[Shape annotation entries]
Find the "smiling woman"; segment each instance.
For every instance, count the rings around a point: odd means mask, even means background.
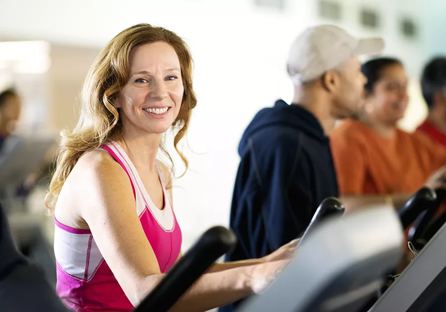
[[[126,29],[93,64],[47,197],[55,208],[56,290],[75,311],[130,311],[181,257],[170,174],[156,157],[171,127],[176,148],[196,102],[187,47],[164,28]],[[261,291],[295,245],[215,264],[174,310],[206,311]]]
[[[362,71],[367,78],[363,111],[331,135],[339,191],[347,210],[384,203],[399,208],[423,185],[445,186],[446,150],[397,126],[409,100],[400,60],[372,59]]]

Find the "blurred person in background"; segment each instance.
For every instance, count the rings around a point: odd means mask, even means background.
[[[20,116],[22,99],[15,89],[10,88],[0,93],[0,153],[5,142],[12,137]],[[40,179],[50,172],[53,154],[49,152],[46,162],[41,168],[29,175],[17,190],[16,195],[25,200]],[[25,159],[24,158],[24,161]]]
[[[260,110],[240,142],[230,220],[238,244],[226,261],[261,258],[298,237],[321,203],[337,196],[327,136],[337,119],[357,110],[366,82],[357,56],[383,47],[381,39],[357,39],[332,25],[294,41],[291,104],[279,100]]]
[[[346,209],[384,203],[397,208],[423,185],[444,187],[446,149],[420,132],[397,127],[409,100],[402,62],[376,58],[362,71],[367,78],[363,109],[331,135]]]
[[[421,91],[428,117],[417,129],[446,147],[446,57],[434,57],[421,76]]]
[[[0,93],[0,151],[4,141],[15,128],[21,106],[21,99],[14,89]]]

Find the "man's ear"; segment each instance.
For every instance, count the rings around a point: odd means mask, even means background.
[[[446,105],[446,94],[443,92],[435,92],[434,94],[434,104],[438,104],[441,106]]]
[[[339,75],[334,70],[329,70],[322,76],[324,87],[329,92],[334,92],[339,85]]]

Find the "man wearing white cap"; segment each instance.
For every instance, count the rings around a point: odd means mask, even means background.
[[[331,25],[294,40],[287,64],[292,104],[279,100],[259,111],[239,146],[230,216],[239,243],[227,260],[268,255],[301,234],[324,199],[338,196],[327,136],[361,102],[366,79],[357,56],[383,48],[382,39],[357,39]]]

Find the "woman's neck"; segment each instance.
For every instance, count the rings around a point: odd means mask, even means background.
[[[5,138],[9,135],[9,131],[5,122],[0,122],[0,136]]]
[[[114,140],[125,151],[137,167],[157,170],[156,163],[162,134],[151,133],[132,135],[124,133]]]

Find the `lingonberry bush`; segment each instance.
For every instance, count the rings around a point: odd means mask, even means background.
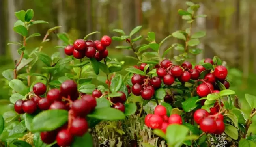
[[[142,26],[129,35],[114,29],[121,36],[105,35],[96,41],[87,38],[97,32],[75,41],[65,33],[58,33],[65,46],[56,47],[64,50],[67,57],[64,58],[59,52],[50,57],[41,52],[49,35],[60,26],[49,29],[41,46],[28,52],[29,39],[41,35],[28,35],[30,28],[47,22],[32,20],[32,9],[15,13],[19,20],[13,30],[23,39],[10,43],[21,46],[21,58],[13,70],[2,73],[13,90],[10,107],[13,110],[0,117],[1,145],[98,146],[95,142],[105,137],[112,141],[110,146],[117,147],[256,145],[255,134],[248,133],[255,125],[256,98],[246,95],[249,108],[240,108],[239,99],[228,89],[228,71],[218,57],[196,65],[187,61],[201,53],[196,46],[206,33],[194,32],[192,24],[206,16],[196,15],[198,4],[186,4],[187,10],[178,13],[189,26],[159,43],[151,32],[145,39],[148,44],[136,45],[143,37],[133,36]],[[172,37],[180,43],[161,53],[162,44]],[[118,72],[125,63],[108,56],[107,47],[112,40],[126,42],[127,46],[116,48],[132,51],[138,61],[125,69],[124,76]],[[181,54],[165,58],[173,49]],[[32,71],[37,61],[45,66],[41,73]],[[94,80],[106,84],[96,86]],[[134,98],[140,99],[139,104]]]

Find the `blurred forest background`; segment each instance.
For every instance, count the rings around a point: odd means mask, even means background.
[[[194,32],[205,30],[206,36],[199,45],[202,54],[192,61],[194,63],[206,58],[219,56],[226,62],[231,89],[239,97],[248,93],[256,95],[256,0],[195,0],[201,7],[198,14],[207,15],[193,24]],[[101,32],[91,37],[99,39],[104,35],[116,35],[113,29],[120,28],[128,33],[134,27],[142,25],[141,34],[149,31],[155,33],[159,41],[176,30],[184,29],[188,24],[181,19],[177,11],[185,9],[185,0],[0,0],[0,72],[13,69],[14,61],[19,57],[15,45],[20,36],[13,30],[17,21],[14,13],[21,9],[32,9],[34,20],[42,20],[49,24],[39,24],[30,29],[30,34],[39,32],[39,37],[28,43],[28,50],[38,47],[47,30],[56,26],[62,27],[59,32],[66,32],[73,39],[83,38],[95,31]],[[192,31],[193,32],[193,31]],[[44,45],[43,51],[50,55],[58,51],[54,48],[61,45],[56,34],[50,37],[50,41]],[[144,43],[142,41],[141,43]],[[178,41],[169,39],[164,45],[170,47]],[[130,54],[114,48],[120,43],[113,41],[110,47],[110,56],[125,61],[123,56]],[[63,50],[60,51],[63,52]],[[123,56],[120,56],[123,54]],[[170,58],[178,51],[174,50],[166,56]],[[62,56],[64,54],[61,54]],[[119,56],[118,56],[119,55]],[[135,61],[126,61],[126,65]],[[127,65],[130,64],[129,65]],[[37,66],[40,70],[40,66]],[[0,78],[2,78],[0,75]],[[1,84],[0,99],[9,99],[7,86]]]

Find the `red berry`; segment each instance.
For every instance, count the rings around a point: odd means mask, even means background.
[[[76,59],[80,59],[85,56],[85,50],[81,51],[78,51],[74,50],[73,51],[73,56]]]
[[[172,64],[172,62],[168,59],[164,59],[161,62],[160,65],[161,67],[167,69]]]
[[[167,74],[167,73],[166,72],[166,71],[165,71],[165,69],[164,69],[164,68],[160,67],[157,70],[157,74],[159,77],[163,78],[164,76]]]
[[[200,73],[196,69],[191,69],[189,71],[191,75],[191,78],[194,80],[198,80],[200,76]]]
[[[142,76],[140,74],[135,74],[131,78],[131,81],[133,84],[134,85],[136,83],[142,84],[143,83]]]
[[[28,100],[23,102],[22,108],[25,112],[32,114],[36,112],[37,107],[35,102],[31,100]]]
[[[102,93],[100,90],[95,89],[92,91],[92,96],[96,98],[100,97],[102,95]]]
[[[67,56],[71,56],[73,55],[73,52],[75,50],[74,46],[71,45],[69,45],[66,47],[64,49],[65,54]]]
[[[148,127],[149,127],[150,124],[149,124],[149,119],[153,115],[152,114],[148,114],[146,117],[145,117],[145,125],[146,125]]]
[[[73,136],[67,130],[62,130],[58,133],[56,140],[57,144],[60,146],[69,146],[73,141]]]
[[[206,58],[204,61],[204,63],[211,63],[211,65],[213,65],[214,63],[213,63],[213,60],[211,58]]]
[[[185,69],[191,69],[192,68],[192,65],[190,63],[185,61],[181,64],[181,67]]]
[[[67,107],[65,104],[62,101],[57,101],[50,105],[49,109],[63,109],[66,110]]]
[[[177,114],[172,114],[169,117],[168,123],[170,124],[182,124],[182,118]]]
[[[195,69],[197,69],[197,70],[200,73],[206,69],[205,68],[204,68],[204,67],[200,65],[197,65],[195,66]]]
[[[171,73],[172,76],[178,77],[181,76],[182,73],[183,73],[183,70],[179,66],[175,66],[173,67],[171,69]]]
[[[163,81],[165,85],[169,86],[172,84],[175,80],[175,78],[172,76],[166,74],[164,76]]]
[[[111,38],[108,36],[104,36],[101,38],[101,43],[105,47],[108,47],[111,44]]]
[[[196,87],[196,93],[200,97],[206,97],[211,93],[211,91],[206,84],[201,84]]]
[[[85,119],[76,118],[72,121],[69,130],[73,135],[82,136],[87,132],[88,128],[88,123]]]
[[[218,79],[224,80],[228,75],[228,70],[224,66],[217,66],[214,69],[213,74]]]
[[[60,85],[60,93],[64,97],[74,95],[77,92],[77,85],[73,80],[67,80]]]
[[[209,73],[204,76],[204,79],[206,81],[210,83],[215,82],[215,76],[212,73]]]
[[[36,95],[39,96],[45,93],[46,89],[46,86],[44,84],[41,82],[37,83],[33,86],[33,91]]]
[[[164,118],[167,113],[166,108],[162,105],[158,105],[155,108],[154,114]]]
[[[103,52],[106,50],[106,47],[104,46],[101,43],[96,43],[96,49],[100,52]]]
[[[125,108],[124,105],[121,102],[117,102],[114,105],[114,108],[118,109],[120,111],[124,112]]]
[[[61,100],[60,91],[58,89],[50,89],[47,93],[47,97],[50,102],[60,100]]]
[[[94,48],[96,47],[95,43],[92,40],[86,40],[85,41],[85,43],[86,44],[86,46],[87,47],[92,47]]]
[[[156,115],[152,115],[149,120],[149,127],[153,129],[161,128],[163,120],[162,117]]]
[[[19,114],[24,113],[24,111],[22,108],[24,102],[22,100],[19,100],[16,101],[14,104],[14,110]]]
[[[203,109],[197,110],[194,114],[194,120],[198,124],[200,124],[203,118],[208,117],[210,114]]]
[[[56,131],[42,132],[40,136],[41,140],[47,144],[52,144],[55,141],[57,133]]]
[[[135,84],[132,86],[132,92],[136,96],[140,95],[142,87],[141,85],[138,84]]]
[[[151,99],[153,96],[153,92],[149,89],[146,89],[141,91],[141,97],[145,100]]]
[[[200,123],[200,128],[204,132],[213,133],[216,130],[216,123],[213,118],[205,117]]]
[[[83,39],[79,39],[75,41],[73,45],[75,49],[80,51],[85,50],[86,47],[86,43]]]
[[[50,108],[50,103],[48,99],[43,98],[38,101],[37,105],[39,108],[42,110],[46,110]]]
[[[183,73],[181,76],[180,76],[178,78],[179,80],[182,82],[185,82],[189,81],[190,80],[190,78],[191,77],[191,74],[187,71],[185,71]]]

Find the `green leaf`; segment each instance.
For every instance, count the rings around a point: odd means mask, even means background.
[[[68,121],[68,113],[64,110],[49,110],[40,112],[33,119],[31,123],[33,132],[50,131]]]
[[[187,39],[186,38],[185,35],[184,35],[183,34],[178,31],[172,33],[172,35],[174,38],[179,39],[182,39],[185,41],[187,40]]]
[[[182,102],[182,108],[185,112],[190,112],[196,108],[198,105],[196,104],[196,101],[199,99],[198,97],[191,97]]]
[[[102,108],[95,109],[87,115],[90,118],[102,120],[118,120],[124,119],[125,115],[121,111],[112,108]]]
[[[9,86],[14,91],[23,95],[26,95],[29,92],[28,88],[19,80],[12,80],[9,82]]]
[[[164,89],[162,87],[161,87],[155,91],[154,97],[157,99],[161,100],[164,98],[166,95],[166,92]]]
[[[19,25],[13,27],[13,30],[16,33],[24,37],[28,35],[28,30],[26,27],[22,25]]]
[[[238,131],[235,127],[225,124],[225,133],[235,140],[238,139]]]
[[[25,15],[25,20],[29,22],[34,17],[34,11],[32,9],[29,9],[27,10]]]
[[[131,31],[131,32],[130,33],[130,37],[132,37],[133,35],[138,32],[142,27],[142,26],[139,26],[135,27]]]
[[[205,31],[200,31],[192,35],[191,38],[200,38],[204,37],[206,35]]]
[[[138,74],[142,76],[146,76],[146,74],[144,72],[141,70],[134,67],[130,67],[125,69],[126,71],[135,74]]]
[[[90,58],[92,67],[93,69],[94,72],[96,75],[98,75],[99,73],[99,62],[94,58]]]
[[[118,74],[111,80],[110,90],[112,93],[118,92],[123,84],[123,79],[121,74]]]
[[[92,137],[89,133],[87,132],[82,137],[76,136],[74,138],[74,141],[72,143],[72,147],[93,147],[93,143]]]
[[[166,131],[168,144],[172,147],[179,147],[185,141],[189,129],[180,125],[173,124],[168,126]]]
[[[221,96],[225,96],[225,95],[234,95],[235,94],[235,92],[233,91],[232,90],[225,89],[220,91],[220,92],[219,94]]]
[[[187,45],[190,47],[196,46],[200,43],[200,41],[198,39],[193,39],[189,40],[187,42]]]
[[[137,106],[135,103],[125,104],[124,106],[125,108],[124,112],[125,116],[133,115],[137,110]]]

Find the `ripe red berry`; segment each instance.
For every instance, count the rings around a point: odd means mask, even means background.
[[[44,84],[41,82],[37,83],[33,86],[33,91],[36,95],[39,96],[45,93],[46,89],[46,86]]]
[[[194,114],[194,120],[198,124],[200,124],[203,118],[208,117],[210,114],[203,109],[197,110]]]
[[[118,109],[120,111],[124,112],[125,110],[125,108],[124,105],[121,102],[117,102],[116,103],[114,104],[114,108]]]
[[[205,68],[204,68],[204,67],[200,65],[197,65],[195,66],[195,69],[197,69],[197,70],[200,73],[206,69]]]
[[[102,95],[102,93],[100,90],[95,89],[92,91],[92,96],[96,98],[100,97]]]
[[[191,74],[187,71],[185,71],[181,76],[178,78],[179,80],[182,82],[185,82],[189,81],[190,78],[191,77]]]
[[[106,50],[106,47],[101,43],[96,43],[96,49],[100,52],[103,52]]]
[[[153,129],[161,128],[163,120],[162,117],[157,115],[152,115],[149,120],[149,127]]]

BRIEF | Please pick out each line in the entries above that contains the word "Find" and copy it. Case counts.

OUTPUT |
Find the "smiling woman"; segment each instance.
Find the "blurred person in background"; segment each instance.
Find the "man's ear"; segment each instance.
Find the "man wearing white cap"; segment each instance.
Find the "woman's neck"; segment each instance.
Find the `lingonberry bush`; segment each instance.
Find the `blurred forest background`; segment each instance.
Find the `red berry`; segment each instance.
Find the `green leaf`; segment each instance.
Find the `ripe red berry`; segment each instance.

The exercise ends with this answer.